■ **Texte source**
═══

Le basilic était un serpent ailé, tout couvert d'yeux, et qui était né d'un oeuf de coq couvé par un crapaud; il se cachait dans les toits ou dans quelques trous de mur; si on avait la chance de l'apercevoir avant qu'il ne vous voit, il périssait; mais si au contraire l'un de ses yeux se fixait sur nous, avant que nous ayons pu le remarquer, c'était nous qui devions mourir. La chouette, la corneille, perchée sur un arbre voisin ou sur le toit de l'habitation, était aussi un signe de mort.

Les lutons de nos montagnes sont des nains ou des animaux noirs, à peine de la grosseur d'un chat, qui habitent les chalets et les fermes isolées; ils aiment surtout le fromage, ou la crème, ou le lait; la bonne ménagère doit toujours leur donner la première part; si elle agissait autrement, ils feraient la nuit, un vacarme épouvantable, renverseraient et briseraient les meubles de la maison, monteraient même le bétail de la ferme à la plus haute cime, comme ils l'ont fait cent fois, en particulier à la ferme du Boibe à la Norbière.

Quand on sait les respecter et leur plaire, ils sont très serviables; ils battent en grange toute la nuit, ensachent le grain, nettoient l'étable, pansent le bétail, etc ... Les nains naturellement ne sont pas méchants, et ils sont nombreux. Se figurait-on que nos ancêtres ont cru que les champignons, surtout les larges champignons, étaient des corps animés par les lutins ? Ces êtres mystérieux, moitié planté, moitié "je ne sais quoi", qui croissaient et grandissaient presque subitement, les intriguaient, et ils voyaient en eux quelque chose de surnaturel; ils les appelaient "sataba", c'est à dire lutins (espagnol : sotove = lutin) et se seraient bien donnés garde d'en briser un volontairement. Aujourd'hui encore, ce mot désigne le champignon, et on le donne aussi aux enfants gais, espiègles comme le luton. Ce sont donc les lutons dont les soins affectueux sont constants, si on sait les respecter, qui font prospérer la ferme. "Demandez", dit Munier "au père Chabot de la Norbière (Alexandre-Joseph Poux-Landry, dit Chabot) combien il leur est redevable".

═══

■ **Exercices à résoudre**
1 - Selon le texte source, de quel œuf naissait le basilic ?
2 - Expliquez, d'après le texte source, pourquoi les ancêtres voyaient dans les champignons quelque chose de surnaturel.
3 - Reproduisez tout le passage du texte source, depuis « Le basilic était » jusqu'à « signe de mort. ».
Le matériel qui suit n'est d'aucune utilité pour ce travail.

(Enregistrements du jeu de données)
═══

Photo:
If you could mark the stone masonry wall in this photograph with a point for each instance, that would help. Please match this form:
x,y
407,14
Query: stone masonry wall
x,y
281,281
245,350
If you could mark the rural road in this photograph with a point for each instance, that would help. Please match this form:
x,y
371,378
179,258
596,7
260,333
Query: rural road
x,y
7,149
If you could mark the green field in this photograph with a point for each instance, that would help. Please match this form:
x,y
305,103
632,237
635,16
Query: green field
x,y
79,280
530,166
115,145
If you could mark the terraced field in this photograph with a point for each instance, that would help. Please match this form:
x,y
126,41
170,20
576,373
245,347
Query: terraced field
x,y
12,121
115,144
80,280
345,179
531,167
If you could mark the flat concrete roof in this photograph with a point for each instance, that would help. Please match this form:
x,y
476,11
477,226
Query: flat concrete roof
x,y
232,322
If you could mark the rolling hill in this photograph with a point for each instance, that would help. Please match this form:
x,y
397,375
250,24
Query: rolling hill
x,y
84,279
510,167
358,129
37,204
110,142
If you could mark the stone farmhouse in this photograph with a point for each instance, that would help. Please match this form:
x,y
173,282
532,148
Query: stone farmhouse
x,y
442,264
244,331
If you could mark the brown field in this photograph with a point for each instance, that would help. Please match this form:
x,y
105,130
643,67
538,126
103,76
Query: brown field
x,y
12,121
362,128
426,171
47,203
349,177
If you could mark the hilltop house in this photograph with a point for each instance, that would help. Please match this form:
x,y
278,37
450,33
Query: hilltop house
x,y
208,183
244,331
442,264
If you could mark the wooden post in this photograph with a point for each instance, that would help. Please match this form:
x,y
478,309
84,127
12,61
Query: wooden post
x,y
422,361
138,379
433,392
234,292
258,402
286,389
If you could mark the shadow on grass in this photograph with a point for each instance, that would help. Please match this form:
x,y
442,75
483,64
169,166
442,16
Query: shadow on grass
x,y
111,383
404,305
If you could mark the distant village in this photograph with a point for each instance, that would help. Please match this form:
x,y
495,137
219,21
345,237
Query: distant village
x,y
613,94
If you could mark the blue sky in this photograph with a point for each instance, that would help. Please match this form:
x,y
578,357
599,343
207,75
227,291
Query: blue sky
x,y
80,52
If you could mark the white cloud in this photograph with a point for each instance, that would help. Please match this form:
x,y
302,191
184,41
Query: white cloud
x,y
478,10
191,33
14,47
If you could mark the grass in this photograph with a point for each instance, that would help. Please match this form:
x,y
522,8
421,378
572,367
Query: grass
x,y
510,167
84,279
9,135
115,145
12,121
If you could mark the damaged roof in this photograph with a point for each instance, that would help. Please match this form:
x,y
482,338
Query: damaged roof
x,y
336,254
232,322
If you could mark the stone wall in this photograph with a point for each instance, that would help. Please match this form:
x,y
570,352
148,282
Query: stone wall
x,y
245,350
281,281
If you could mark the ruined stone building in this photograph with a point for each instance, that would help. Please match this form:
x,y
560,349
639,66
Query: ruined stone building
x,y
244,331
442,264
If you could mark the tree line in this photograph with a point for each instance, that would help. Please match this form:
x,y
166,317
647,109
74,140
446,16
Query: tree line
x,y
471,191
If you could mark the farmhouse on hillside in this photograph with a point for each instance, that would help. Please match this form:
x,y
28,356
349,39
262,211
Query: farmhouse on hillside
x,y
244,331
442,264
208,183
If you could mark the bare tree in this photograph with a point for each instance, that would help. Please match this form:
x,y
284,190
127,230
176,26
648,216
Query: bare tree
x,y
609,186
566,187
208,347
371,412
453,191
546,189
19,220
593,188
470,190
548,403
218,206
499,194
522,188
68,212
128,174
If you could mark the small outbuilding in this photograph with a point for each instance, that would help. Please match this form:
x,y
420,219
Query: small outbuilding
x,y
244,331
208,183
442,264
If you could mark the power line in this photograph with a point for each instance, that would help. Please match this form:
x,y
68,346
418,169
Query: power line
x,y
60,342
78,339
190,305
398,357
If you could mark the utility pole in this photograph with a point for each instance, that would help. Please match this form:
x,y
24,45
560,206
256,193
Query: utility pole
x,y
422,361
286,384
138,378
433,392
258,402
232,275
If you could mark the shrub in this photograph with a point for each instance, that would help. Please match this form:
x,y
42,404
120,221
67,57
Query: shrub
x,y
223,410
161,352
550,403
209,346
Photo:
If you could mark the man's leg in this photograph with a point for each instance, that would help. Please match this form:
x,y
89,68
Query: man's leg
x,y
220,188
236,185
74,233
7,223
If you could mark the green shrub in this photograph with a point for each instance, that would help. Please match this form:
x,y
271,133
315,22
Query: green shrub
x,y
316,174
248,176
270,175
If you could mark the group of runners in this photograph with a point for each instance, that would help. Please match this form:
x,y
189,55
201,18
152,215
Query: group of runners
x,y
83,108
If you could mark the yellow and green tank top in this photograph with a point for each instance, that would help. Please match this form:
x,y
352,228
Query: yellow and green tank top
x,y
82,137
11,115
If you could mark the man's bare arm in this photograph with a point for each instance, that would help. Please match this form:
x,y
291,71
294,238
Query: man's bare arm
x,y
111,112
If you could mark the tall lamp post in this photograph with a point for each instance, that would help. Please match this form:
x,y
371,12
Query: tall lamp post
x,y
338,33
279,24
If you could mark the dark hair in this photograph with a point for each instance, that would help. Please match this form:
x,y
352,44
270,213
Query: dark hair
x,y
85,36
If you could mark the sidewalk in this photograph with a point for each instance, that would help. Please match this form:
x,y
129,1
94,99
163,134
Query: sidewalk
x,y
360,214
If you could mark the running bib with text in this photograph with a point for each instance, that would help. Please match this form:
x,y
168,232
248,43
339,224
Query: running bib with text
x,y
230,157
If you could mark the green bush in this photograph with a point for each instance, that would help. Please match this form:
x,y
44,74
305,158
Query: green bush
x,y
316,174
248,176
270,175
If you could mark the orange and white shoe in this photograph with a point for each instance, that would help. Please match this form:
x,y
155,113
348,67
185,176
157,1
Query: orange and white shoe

═══

■ **Réponses détaillées**
1 - D'un œuf de coq couvé par un crapaud.

2 - Ces êtres mystérieux croissaient et grandissaient presque subitement, ce qui intriguait les ancêtres. Ils y voyaient donc quelque chose de surnaturel et les croyaient animés par les lutins.

3 -
Le basilic était un serpent ailé, tout couvert d'yeux, et qui était né d'un oeuf de coq couvé par un crapaud; il se cachait dans les toits ou dans quelques trous de mur; si on avait la chance de l'apercevoir avant qu'il ne vous voit, il périssait; mais si au contraire l'un de ses yeux se fixait sur nous, avant que nous ayons pu le remarquer, c'était nous qui devions mourir. La chouette, la corneille, perchée sur un arbre voisin ou sur le toit de l'habitation, était aussi un signe de mort.